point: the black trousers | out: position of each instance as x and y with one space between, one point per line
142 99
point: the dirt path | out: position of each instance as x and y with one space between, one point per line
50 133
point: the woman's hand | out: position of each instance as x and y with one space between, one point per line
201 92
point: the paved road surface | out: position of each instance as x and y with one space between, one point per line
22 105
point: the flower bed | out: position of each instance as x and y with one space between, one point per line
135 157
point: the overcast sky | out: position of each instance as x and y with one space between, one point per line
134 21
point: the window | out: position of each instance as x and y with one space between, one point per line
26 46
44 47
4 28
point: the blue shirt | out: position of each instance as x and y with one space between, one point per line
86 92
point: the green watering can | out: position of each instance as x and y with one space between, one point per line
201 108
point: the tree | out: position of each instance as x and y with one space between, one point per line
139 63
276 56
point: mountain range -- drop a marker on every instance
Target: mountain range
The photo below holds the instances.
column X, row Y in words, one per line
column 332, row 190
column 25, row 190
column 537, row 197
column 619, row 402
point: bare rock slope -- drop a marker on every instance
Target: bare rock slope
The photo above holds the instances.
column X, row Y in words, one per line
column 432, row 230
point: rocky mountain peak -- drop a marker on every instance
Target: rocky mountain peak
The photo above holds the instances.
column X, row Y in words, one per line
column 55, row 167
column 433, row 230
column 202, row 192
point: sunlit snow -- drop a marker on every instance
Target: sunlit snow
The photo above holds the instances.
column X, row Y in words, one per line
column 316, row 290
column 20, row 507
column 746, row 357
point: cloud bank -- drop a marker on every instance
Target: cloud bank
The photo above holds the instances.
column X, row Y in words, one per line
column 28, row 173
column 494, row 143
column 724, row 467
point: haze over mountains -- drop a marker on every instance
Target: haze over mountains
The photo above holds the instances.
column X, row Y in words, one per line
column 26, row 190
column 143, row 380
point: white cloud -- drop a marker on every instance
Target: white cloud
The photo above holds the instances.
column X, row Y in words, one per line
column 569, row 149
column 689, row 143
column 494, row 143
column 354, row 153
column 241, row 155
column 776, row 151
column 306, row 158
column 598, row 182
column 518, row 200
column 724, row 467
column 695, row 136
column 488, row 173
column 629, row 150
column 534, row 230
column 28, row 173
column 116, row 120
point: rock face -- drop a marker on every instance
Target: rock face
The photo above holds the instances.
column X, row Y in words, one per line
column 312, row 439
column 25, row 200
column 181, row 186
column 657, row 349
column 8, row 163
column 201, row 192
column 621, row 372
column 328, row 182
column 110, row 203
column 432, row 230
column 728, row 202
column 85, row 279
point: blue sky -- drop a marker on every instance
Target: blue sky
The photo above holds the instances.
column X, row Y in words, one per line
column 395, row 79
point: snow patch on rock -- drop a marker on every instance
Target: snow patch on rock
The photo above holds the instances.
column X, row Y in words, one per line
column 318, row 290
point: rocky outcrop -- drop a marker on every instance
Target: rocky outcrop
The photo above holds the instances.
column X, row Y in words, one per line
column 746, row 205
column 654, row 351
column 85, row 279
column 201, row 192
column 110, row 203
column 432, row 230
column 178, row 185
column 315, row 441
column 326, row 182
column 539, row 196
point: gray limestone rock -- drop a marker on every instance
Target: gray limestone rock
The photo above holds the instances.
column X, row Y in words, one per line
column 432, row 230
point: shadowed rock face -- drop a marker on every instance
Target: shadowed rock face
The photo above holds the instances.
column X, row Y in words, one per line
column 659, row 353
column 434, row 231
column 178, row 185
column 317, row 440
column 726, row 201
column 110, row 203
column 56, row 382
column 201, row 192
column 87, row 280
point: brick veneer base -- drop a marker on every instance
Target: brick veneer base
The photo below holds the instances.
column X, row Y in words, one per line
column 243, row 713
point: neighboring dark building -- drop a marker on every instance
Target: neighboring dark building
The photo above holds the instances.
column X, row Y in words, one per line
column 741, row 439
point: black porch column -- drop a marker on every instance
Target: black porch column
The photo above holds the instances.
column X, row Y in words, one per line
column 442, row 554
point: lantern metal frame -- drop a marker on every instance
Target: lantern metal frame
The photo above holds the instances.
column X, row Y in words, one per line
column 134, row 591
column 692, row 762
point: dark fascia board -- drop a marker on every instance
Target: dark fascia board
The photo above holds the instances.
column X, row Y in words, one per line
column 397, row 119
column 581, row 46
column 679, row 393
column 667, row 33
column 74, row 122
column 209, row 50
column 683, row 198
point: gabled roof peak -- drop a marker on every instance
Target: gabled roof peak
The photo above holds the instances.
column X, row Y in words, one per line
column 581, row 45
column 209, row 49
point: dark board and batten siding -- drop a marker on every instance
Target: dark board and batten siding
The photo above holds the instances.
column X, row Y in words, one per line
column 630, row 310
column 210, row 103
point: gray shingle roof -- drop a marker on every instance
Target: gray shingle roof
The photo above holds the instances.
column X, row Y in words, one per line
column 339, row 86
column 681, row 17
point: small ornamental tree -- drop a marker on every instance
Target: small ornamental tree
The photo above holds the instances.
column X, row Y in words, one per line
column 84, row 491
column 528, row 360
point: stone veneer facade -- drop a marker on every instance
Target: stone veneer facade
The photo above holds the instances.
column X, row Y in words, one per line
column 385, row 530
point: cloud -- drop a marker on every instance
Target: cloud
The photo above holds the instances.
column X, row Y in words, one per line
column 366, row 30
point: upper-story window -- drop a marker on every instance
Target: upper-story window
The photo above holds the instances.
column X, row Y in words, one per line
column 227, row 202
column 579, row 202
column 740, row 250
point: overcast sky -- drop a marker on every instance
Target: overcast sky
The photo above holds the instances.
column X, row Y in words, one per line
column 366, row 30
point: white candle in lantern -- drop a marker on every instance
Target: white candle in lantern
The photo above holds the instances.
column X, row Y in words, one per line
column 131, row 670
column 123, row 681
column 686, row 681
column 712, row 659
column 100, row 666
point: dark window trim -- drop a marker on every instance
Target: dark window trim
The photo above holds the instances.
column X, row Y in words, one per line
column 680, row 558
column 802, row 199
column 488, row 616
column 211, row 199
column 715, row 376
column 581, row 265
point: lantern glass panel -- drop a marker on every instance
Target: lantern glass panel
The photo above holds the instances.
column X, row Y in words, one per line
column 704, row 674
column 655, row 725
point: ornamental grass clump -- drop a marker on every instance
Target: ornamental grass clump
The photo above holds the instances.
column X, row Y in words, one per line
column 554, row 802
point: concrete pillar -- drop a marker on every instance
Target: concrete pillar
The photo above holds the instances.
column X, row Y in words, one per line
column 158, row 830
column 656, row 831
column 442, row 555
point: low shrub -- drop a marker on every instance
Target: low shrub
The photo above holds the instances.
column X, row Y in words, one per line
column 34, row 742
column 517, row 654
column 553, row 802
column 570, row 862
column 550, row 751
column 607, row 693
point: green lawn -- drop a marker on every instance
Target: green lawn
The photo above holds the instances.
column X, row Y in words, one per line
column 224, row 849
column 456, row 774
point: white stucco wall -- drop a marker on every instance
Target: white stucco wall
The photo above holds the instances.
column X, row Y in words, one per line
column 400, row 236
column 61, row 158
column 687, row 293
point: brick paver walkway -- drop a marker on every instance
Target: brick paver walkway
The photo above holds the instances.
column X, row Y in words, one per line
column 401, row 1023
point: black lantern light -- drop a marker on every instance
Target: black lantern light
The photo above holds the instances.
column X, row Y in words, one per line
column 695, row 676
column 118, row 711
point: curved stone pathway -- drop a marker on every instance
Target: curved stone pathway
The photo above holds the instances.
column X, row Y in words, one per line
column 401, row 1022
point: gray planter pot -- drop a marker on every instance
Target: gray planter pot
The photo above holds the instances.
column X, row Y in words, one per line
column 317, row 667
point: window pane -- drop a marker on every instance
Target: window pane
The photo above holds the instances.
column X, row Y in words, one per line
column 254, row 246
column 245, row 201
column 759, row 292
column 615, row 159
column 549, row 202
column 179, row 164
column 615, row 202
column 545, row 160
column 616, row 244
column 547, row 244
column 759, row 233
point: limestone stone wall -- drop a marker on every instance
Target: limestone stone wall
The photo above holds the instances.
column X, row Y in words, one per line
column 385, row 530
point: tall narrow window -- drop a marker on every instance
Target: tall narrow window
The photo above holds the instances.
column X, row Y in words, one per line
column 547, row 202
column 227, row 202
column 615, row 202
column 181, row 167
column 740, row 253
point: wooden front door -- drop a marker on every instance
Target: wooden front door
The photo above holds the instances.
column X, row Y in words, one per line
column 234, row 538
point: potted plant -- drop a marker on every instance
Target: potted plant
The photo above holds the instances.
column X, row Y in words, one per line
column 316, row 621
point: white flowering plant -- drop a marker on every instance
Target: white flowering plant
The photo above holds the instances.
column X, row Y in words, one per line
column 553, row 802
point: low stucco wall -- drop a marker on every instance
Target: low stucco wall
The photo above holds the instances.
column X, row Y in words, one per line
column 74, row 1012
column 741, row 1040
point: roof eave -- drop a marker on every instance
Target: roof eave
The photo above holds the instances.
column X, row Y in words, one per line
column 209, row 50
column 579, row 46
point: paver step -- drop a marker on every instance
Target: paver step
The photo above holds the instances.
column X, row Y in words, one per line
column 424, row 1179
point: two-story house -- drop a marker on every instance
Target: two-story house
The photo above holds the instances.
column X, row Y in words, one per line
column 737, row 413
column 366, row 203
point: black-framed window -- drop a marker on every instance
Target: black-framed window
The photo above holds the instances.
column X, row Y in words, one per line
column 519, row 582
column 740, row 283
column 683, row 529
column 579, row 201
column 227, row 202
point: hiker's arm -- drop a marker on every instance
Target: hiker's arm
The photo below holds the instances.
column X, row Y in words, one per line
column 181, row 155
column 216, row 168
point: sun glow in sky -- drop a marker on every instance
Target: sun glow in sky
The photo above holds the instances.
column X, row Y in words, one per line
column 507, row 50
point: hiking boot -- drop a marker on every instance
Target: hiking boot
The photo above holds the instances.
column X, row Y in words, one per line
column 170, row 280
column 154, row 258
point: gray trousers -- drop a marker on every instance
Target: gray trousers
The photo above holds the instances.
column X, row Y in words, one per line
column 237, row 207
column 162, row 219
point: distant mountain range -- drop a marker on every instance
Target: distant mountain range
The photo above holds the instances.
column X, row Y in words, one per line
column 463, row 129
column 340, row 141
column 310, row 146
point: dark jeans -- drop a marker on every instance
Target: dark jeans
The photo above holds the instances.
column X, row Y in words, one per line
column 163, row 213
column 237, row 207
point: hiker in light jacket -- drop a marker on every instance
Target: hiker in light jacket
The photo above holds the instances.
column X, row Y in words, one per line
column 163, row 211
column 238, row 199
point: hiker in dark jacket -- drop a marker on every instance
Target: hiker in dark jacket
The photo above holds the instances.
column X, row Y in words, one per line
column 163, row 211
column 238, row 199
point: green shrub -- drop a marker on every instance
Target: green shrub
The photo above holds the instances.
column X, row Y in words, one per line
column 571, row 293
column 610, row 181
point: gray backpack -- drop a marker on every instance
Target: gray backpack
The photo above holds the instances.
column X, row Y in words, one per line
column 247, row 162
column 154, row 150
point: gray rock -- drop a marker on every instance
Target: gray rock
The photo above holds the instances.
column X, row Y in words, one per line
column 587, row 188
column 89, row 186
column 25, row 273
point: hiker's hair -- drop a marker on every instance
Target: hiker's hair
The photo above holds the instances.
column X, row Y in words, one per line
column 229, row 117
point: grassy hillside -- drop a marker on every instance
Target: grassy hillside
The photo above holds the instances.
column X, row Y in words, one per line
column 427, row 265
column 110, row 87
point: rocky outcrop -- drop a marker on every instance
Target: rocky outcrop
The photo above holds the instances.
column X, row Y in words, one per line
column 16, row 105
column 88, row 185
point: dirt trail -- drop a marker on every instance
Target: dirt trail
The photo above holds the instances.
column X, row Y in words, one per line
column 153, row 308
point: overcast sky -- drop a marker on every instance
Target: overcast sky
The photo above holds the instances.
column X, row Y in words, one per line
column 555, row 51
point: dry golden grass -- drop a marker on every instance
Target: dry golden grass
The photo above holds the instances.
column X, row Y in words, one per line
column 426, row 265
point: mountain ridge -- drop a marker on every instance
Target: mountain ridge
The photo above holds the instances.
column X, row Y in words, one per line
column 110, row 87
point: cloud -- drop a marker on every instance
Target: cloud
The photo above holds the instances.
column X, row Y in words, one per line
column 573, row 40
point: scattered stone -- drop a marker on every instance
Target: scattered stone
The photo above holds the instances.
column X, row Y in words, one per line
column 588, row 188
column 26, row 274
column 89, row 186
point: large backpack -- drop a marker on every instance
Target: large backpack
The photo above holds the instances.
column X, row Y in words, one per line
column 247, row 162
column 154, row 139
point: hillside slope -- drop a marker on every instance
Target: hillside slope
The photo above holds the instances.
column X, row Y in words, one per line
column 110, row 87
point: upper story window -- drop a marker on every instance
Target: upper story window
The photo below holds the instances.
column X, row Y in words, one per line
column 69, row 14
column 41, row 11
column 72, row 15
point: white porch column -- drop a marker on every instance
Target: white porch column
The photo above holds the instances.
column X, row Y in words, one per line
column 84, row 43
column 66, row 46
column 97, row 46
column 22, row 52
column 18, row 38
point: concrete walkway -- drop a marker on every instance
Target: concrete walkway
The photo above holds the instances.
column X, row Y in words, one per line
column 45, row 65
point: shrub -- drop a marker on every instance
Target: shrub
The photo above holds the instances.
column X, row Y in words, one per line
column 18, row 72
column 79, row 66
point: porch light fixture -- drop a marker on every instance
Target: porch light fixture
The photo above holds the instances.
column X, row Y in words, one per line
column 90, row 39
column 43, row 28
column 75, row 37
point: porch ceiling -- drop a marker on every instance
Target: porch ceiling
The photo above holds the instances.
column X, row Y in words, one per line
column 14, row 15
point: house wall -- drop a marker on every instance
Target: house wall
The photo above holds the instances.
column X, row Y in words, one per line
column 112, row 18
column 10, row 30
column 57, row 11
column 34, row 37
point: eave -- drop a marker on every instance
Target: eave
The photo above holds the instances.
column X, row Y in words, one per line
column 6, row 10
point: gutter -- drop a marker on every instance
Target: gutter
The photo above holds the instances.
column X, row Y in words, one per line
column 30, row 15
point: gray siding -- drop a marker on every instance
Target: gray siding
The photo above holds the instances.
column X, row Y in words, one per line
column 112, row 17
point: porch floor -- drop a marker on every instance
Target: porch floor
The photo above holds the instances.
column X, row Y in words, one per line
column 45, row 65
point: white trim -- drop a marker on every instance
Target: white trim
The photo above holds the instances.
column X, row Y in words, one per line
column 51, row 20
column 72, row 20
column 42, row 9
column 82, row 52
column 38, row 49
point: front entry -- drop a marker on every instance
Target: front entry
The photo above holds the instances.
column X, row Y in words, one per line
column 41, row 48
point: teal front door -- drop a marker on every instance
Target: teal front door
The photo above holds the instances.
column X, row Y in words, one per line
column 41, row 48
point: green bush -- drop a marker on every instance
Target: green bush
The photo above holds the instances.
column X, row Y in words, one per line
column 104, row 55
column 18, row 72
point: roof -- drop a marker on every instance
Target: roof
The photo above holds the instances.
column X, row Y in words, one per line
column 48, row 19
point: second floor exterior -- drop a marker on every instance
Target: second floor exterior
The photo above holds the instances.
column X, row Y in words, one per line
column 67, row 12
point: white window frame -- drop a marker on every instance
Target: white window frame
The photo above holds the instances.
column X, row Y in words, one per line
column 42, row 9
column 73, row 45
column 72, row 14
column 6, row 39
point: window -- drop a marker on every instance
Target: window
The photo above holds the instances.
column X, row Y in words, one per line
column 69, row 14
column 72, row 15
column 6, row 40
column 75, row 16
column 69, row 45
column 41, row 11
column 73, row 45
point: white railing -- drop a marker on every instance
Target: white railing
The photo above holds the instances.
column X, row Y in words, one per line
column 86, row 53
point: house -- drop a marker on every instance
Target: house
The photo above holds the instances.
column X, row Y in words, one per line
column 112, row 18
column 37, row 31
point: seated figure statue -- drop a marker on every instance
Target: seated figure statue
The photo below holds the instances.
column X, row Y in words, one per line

━━━━

TASK DIRECTIONS> Sift the material for lines that include the word "distant", and copy each one.

ANSWER TO THIS PROBLEM>
point: distant mountain range -- drop a marker on every instance
Target: distant mountain range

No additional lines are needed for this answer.